§ EXERCISE
Continue the article below on hiring and onboarding new employees during the COVID-19 pandemic, picking up after its last sentence.

§ TEXT UNDER STUDY
┏━━
Hiring continues during the COVID-19 pandemic, as some companies need to bring new employees on board to serve customer or product development needs. With states and even counties and municipalities taking different approaches to preventing the spread of the coronavirus, employers are finding themselves addressing a variety of employee needs and concerns.
In an environment of confusion, mixed messages and fear, what should employers be doing during the talent acquisition and onboarding processes to ensure that prospective and new employees feel confident and comfortable?
Consider the Need for Different Skills
With employees working in offsite locations and in different ways, it’s important for organizations and their HR leaders and managers to consider additional skills that might be needed now, said Clay Kellogg, CEO of Terminal, a San Francisco company that helps build remote engineering teams for startups.
For those who will be working remotely, even temporarily, he said, “It’s important to screen for skill sets that will make them successful at remote work.” This may seem obvious, but don’t leave it to chance. “Hiring managers should ask questions about a candidate’s resourcefulness, autonomy, self-motivation, proactive collaboration, and written and verbal communication,” he said.
Be Attuned to Concerns over Physical Contact
Even as some states ease restrictions related to the virus, some prospective and new employees may be concerned about physical proximity during the interview process and their early days or weeks on the job, said Christine Snyder, an attorney with Tucker Ellis in Cleveland. It’s important to help make these individuals feel more comfortable and safer in the workplace.
“To the extent feasible, the interview and hiring process should be handled remotely,” Snyder suggested. Interviews and new-hire training, she said, can be done through platforms like Zoom and Microsoft Teams. If applicants and new hires must come into the workplace, she recommends interviewing and onboarding them “in a location that allows for adequate physical distancing between the individuals involved and for minimal contacts.”
Once on board, even if employees are located in the same physical space, Snyder recommends that they communicate via phone, e-mail, text or other means that don’t require physical interactions.
Manage the Pace of Onboarding
Onboarding will likely be different for many new employees and will often be conducted remotely. “Remote onboarding requires much more than attending virtual training and sharing a digital copy of the company handbook,” said Jim Link, chief human resources officer at Randstad North America. Onboarding should always be paced, he said, and this is even more important with remote workers to avoid overwhelming them. “Space out virtual training and exercises and give new hires some free time during the day to absorb the information and ask questions.”
Take steps, as well, to ensure that the company culture is adequately conveyed through virtual onboarding. “For example,” Link said, “companies with a more formal culture should avoid setting the wrong tone with comedic training videos.”
┗━━
§ EXCERPTED RECORDS
┏━━
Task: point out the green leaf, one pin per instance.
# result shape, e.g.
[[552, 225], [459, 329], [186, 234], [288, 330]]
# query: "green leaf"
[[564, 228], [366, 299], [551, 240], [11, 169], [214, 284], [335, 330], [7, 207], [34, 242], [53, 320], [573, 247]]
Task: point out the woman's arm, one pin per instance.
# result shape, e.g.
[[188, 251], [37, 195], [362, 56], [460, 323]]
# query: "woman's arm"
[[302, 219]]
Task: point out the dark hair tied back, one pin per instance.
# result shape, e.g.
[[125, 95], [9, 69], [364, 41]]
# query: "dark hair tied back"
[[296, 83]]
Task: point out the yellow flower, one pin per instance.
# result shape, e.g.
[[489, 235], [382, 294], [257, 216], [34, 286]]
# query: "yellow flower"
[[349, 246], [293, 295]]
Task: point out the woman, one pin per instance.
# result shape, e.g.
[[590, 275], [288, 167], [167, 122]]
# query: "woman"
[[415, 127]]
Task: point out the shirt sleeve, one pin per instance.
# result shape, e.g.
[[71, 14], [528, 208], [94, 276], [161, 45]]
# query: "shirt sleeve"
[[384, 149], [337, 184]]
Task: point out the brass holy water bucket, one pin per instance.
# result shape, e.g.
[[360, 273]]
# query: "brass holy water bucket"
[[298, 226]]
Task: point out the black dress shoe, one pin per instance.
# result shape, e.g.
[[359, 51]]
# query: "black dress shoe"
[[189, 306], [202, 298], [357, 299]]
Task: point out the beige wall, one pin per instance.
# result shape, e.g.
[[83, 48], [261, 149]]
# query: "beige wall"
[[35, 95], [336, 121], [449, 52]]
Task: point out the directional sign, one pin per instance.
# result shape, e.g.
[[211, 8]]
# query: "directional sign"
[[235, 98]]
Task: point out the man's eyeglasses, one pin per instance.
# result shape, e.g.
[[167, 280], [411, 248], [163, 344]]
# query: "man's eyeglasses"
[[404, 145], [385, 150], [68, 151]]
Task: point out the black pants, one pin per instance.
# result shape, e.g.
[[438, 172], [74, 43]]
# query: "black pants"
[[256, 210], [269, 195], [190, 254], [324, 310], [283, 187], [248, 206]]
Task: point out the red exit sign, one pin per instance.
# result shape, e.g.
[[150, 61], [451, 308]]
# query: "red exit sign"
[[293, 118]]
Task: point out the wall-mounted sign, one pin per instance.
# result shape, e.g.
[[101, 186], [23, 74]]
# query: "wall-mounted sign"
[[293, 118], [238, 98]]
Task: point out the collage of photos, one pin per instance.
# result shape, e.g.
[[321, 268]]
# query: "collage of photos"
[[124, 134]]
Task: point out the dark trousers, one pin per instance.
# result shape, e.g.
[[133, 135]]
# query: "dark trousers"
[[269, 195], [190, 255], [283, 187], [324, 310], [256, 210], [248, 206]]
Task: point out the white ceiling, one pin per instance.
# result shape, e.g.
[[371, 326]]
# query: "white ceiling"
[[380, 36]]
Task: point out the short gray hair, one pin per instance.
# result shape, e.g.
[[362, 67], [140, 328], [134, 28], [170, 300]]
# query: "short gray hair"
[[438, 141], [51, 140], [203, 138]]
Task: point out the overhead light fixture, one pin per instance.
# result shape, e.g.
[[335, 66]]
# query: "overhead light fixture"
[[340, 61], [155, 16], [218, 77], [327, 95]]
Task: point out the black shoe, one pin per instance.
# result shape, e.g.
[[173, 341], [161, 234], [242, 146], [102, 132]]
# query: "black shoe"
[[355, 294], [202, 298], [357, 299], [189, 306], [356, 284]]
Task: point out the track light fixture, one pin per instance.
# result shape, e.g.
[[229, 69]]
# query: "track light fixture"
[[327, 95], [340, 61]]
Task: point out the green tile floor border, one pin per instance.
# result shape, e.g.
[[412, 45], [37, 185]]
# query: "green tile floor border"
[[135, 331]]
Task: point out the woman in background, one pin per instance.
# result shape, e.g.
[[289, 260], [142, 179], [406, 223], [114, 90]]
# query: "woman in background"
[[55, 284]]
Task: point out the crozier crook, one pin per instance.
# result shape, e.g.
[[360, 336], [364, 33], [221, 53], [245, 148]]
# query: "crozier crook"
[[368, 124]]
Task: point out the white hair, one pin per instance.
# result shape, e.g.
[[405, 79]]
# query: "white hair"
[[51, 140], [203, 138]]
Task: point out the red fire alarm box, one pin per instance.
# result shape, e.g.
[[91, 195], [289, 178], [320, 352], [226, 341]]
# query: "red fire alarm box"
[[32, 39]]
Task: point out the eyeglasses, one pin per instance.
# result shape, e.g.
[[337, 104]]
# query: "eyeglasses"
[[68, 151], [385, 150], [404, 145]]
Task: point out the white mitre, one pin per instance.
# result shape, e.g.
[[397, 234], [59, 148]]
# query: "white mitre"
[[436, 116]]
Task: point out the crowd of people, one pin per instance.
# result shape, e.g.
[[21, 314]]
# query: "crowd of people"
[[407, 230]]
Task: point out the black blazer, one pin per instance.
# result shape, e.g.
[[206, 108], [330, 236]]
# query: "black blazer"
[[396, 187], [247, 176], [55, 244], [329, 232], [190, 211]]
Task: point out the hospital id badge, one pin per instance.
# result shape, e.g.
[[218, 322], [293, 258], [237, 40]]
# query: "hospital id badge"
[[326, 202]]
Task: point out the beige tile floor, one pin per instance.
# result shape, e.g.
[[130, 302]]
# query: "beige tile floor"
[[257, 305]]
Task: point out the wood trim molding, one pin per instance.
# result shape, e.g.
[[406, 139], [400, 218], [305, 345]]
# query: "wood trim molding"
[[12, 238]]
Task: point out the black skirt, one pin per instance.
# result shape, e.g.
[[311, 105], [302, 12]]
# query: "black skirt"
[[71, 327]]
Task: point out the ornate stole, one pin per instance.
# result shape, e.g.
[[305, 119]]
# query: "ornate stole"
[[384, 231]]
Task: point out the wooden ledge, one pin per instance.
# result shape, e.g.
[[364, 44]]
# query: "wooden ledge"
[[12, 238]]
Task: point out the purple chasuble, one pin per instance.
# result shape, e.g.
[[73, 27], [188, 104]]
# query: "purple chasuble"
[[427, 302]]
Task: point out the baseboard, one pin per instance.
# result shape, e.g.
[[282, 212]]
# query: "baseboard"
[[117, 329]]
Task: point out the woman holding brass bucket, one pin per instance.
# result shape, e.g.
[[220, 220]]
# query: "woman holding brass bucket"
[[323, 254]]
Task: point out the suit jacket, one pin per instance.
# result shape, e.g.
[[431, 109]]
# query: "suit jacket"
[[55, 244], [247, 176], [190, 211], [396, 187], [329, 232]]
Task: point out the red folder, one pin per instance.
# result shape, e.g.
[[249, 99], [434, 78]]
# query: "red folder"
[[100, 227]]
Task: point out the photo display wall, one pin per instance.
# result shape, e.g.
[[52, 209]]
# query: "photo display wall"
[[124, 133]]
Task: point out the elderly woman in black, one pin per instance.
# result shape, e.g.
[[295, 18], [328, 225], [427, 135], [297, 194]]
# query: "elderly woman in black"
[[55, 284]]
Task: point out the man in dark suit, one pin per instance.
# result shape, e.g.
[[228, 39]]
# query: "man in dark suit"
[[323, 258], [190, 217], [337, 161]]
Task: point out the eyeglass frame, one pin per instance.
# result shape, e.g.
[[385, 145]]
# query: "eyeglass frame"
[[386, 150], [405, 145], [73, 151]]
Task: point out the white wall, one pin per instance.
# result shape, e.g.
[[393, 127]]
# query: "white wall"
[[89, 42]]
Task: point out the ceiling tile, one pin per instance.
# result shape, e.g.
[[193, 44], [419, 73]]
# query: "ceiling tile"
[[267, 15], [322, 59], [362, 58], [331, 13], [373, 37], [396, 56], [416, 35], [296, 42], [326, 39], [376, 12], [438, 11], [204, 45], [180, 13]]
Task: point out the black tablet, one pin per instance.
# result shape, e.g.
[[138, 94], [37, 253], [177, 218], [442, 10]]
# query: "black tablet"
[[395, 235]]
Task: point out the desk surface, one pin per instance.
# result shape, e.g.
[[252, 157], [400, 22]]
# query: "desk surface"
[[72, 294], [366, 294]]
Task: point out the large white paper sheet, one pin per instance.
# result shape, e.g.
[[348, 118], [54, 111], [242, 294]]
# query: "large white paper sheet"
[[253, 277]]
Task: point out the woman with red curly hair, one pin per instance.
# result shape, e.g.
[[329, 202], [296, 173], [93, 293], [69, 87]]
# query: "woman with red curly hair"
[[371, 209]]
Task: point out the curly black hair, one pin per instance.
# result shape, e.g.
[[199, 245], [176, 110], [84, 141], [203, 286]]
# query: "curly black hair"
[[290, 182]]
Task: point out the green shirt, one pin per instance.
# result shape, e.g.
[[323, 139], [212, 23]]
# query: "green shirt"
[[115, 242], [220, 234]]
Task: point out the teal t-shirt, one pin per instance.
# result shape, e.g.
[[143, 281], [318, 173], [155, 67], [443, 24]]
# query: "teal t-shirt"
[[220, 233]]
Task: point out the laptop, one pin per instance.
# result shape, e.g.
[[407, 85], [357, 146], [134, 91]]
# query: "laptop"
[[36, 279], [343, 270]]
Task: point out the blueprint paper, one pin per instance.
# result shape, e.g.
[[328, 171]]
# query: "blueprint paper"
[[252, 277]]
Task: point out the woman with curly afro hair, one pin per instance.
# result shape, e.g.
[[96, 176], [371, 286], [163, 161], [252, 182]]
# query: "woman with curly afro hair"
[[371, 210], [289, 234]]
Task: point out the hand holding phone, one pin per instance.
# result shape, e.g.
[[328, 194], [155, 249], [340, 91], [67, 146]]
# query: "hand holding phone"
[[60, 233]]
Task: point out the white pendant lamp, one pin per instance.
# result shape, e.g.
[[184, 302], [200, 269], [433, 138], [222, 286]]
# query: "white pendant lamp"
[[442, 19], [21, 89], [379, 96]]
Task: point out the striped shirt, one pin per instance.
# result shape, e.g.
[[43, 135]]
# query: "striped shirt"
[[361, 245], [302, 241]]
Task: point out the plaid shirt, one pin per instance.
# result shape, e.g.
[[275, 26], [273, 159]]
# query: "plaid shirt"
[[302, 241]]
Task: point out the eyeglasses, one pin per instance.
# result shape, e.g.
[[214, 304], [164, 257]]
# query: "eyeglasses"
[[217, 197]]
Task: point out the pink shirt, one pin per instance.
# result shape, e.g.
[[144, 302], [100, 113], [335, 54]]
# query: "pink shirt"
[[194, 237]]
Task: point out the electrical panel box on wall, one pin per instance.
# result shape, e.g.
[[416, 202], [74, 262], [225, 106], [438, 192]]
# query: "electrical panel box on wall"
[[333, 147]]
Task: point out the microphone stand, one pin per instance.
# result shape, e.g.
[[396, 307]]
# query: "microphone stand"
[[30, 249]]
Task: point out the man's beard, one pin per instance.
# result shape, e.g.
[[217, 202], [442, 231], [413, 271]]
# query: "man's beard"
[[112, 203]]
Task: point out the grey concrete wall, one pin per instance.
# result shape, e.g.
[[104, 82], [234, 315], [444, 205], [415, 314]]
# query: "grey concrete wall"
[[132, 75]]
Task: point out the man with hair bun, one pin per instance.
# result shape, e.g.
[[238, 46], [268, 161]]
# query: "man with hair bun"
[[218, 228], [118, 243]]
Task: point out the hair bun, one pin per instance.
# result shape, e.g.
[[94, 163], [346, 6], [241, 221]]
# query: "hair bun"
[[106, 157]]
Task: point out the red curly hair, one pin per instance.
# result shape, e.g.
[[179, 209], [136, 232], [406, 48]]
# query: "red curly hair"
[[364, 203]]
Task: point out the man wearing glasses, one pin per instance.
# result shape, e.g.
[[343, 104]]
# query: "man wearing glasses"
┗━━
§ EXERCISE RESPONSE
Create Opportunities for Social Interaction
Even—perhaps especially—with employees working in various offsite locations, the need for interaction is paramount. Employers should be proactive and prescriptive in creating and managing opportunities for new employees to make connections with their colleagues, wherever they may be located.
“Maintaining and sharing your company culture with new hires is more important than ever before,” Kellogg said. “Companies should encourage teams to find creative ways to connect like daily standups, remote happy hours, book clubs and online fitness classes.” These virtual connections will help to build relationships and provide a sense of belonging for new employees, especially those who are working remotely.
“Setting up new hires to have virtual coffee meetings with various staff members or hosting social activities via Zoom with small groups can also help new employees feel more integrated with the rest of the team and give existing employees a chance to get to know and feel more comfortable with their new colleagues,” Link said.
Respect Employee Privacy
Safety is on the minds of most people right now, although levels of concern will vary among employees. Employers need to be focused on easing fears, and this includes protecting employees’ private health information, Snyder cautioned.
Even though the Equal Employment Opportunity Commission has cleared the way for employers to take employees’ temperatures, inquire about symptoms and require COVID-19 testing, maintaining the privacy of employee medical information is still a mandate.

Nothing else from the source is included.